Lines of the material that include the string "herb" should be returned.

____

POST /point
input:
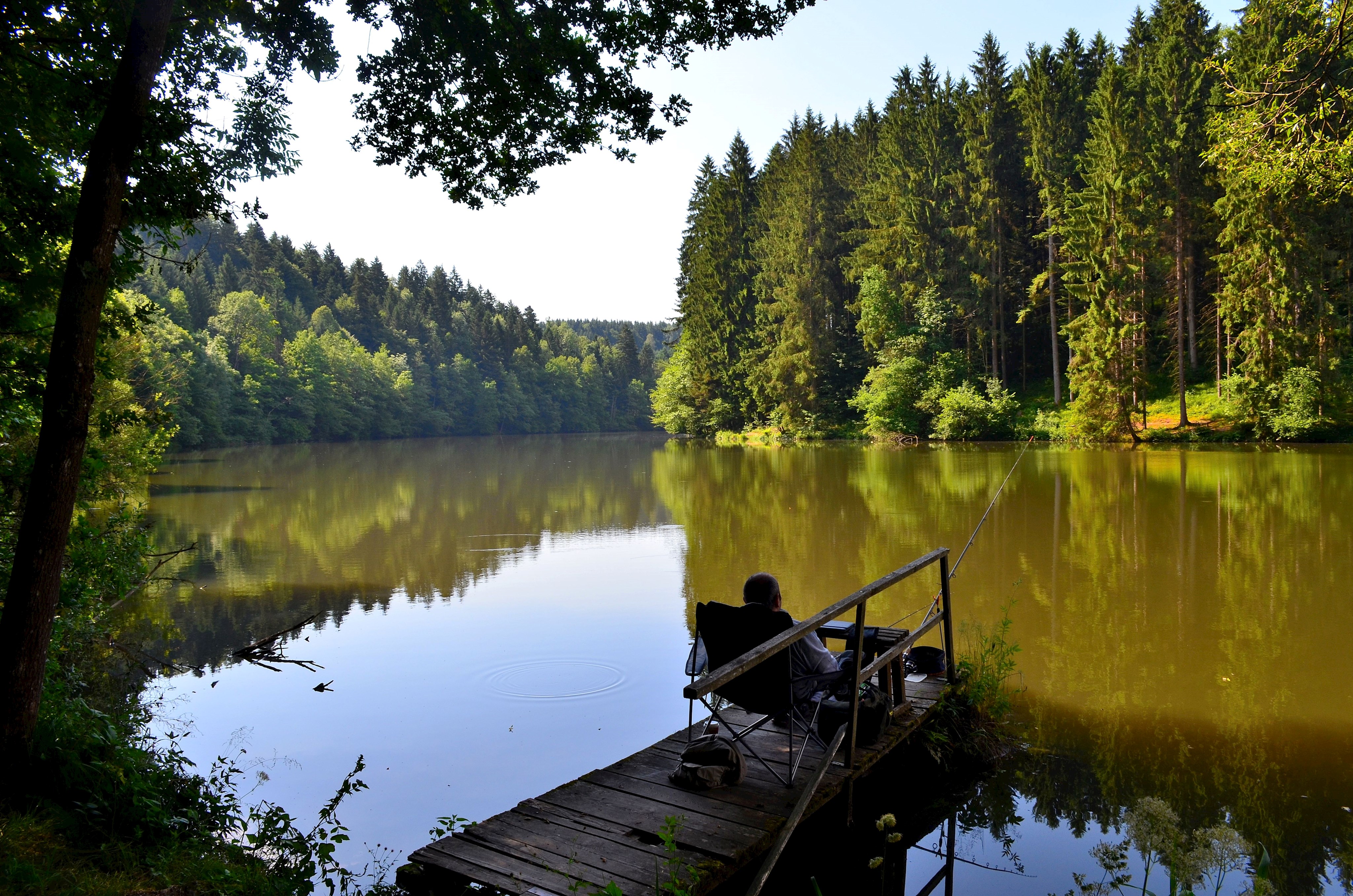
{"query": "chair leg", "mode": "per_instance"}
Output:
(746, 732)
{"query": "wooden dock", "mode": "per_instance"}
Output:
(604, 828)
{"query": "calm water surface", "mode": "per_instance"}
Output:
(501, 615)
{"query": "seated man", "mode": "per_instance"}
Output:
(807, 657)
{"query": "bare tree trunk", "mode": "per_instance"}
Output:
(1000, 313)
(1052, 313)
(1218, 352)
(1180, 305)
(1192, 308)
(36, 577)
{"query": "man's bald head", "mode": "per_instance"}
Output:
(762, 589)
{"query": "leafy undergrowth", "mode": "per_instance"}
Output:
(41, 856)
(976, 716)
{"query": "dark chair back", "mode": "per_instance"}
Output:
(730, 632)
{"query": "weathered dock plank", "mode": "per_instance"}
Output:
(603, 828)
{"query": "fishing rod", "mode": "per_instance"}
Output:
(972, 538)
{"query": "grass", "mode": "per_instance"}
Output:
(41, 857)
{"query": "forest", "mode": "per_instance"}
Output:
(248, 339)
(1056, 244)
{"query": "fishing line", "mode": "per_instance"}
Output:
(972, 538)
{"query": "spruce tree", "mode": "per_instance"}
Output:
(1179, 85)
(800, 286)
(995, 185)
(1109, 235)
(1052, 92)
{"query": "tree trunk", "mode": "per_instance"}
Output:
(1180, 305)
(1192, 308)
(36, 577)
(1052, 313)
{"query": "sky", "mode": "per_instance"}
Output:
(600, 237)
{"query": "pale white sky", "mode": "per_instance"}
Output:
(600, 237)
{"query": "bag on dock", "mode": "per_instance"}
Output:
(876, 712)
(708, 763)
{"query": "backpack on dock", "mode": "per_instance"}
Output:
(708, 763)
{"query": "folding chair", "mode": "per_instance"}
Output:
(726, 632)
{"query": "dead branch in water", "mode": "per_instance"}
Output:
(267, 650)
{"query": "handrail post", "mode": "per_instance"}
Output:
(854, 691)
(950, 669)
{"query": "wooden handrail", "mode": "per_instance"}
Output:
(755, 656)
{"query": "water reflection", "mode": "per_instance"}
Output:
(1183, 615)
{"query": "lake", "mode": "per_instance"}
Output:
(498, 616)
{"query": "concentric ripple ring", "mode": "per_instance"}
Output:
(555, 679)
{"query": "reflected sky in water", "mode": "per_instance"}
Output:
(501, 615)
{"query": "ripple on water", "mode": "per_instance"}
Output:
(555, 679)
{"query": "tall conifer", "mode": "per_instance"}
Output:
(1182, 40)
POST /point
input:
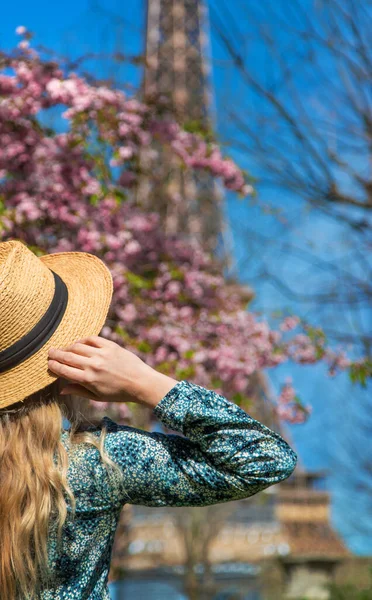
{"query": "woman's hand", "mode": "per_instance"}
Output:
(101, 370)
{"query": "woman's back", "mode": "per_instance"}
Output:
(223, 454)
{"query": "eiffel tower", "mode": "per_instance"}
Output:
(178, 69)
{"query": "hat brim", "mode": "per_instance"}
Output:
(90, 288)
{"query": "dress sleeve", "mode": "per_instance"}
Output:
(223, 454)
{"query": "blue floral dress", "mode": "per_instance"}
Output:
(223, 454)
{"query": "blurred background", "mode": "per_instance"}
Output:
(286, 87)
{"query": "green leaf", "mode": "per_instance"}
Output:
(138, 282)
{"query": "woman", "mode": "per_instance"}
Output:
(62, 491)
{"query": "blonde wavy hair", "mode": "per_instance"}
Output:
(32, 500)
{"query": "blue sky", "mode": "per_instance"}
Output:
(78, 27)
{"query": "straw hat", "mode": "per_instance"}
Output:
(47, 301)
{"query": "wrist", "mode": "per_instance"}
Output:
(155, 386)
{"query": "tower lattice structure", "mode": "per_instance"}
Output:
(178, 69)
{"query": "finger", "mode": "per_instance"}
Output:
(67, 372)
(69, 358)
(95, 341)
(82, 349)
(79, 390)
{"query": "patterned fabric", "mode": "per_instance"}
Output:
(225, 455)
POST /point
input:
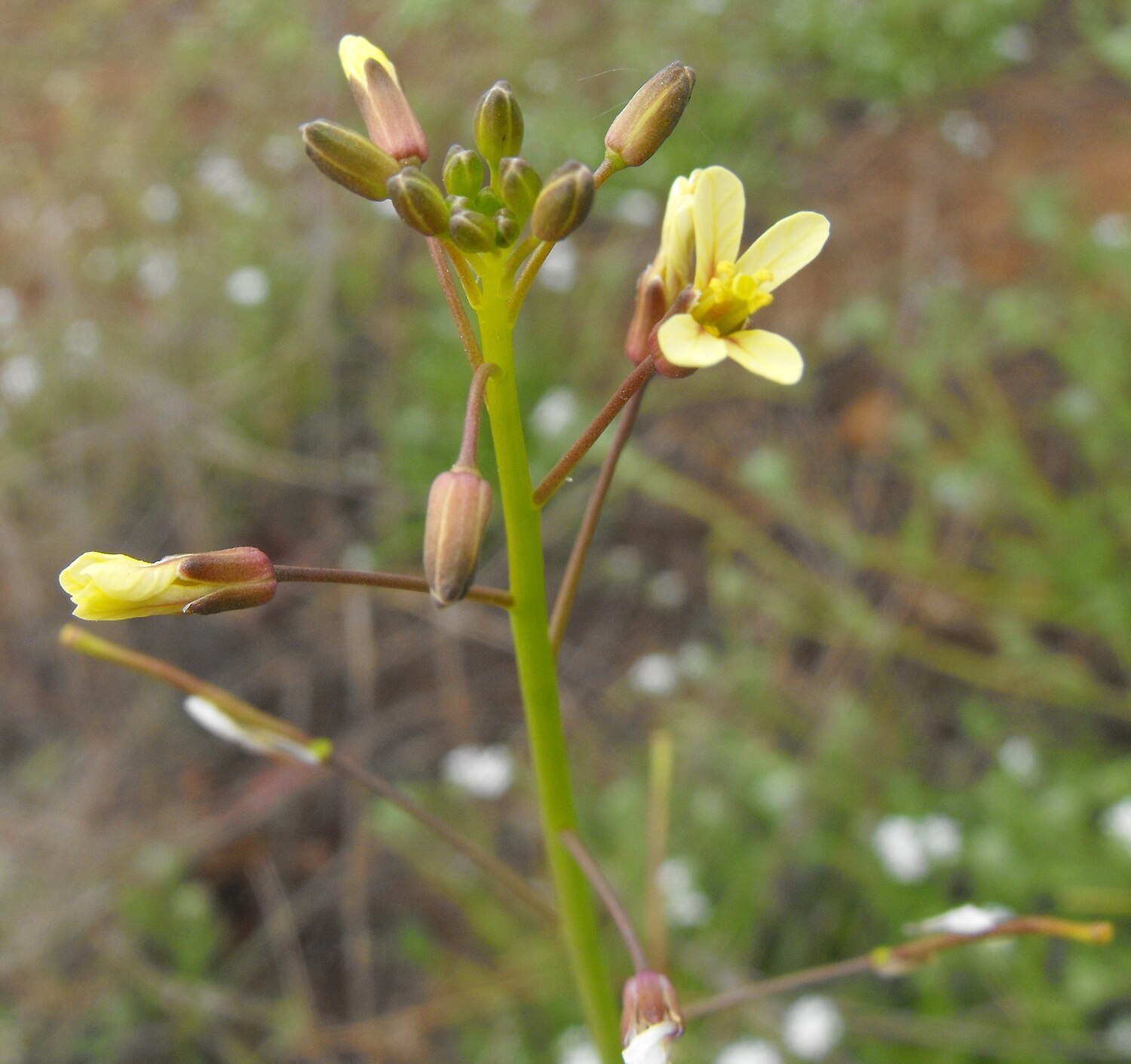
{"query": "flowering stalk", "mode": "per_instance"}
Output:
(538, 667)
(301, 747)
(903, 959)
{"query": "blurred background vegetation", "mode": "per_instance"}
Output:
(886, 615)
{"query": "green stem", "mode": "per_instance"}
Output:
(538, 670)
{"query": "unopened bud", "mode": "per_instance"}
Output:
(348, 158)
(498, 124)
(651, 1018)
(388, 117)
(520, 183)
(458, 508)
(649, 117)
(472, 231)
(563, 203)
(508, 228)
(651, 303)
(463, 172)
(418, 201)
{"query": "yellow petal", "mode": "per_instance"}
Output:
(786, 247)
(355, 52)
(688, 344)
(719, 208)
(766, 354)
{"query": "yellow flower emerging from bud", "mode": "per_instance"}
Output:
(389, 119)
(458, 508)
(651, 1020)
(259, 733)
(651, 115)
(728, 287)
(115, 587)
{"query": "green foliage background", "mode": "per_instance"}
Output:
(914, 560)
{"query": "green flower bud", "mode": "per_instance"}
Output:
(348, 158)
(563, 203)
(649, 117)
(472, 231)
(458, 508)
(498, 124)
(418, 201)
(520, 185)
(508, 228)
(463, 172)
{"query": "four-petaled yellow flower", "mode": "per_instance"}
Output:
(117, 587)
(728, 289)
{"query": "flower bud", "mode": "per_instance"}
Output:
(651, 1020)
(498, 124)
(649, 117)
(472, 231)
(115, 587)
(520, 183)
(388, 117)
(508, 228)
(563, 203)
(651, 305)
(418, 201)
(463, 172)
(350, 160)
(458, 508)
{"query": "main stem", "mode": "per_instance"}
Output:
(538, 673)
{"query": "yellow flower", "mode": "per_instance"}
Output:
(115, 587)
(728, 289)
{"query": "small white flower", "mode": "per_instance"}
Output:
(1018, 756)
(559, 271)
(966, 133)
(651, 1045)
(1117, 1037)
(554, 413)
(900, 847)
(812, 1027)
(20, 379)
(942, 838)
(158, 274)
(1117, 822)
(655, 675)
(574, 1047)
(638, 207)
(160, 204)
(967, 919)
(248, 287)
(1112, 230)
(749, 1050)
(81, 339)
(483, 771)
(685, 903)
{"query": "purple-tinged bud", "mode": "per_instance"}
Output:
(458, 508)
(563, 203)
(649, 117)
(348, 158)
(498, 124)
(651, 305)
(651, 1018)
(463, 172)
(418, 201)
(388, 117)
(508, 228)
(472, 231)
(520, 183)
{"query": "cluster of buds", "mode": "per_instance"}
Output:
(489, 194)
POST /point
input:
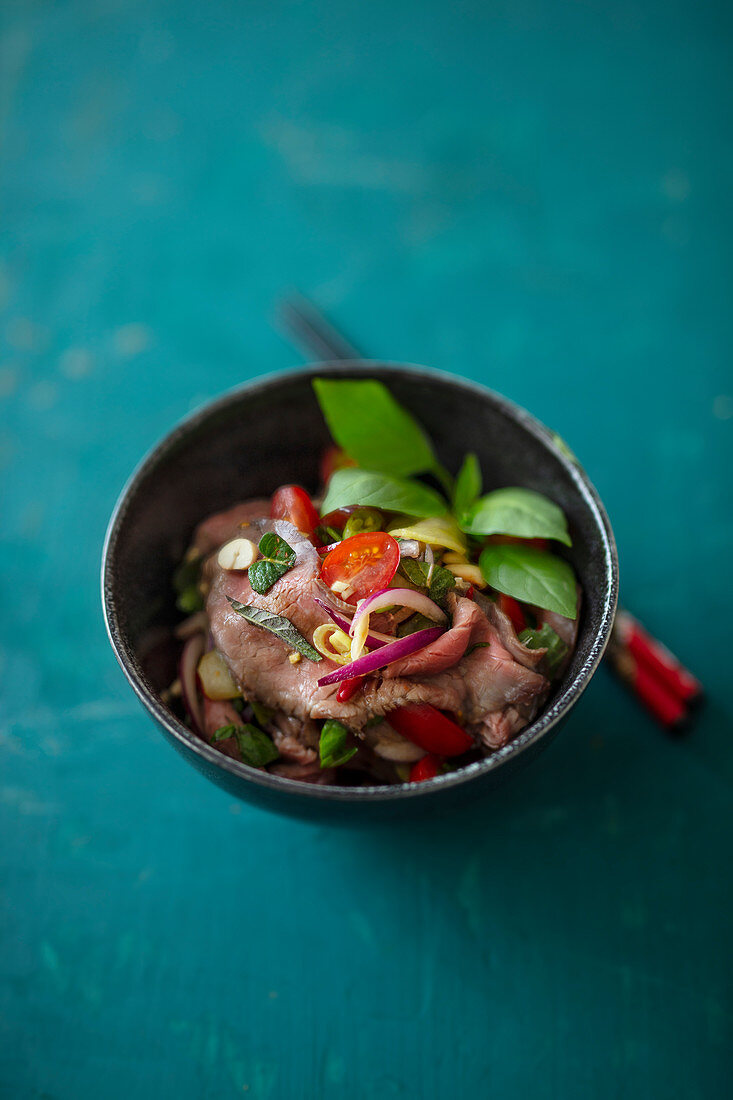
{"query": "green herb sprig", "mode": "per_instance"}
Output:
(277, 558)
(546, 638)
(277, 625)
(331, 746)
(255, 748)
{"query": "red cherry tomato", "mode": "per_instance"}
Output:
(365, 562)
(293, 503)
(427, 768)
(334, 459)
(513, 611)
(425, 726)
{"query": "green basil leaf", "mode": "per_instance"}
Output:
(415, 571)
(546, 638)
(277, 625)
(255, 748)
(517, 512)
(531, 575)
(376, 490)
(277, 558)
(331, 746)
(468, 485)
(190, 600)
(223, 733)
(327, 535)
(415, 623)
(372, 427)
(441, 582)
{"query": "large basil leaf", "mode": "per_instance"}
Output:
(371, 488)
(518, 512)
(331, 746)
(531, 575)
(372, 428)
(277, 625)
(277, 558)
(468, 485)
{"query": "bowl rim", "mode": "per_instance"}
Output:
(534, 734)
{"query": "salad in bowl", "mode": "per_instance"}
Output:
(397, 625)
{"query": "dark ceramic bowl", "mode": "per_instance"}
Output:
(270, 432)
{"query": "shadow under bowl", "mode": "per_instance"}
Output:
(271, 432)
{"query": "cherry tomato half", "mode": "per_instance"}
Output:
(364, 562)
(293, 503)
(426, 768)
(431, 730)
(513, 611)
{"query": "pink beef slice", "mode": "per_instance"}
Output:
(478, 669)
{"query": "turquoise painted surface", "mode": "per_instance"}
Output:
(535, 195)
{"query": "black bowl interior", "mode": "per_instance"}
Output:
(272, 432)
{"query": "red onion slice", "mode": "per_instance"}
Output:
(373, 638)
(189, 658)
(405, 597)
(394, 651)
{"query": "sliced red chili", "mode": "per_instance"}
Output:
(431, 730)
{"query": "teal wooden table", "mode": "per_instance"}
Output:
(535, 195)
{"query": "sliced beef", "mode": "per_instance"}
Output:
(478, 668)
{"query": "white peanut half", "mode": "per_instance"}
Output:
(238, 554)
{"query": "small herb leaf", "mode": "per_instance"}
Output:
(255, 748)
(546, 638)
(375, 490)
(223, 733)
(262, 714)
(185, 582)
(441, 582)
(517, 512)
(331, 747)
(415, 623)
(468, 485)
(277, 625)
(277, 558)
(531, 575)
(415, 571)
(372, 427)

____

_Solution to the problem:_
{"query": "green herb sprig", "mode": "per_instance"}
{"query": "small herb leaf", "mode": "per_instance"}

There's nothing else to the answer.